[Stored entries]
----
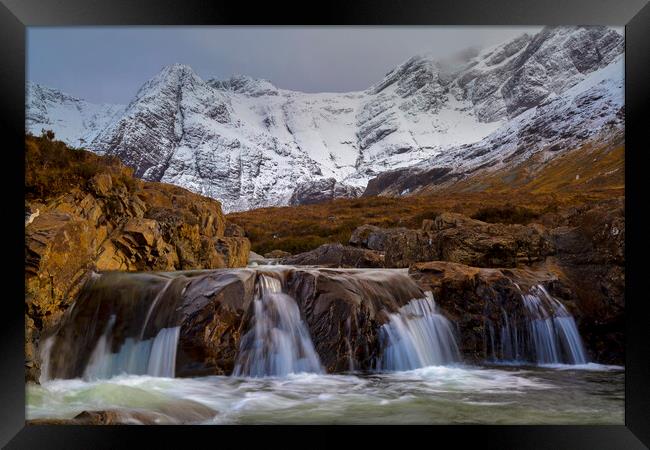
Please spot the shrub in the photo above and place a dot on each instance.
(505, 214)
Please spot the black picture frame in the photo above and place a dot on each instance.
(16, 15)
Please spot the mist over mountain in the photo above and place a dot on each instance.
(250, 144)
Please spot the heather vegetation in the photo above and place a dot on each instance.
----
## What to produce
Write out the entries above verbatim, omitting the pictures.

## Result for this exercise
Please spot the shrub in the photo above and place a dot on each instance.
(505, 214)
Please spot the black picture frame in the photo above and place a dot on each instance.
(16, 15)
Please spot the mist over mountain in the photo above and place a dot on each instance.
(250, 144)
Please spot the heather vegetation in the photo above and place a dot on each instance.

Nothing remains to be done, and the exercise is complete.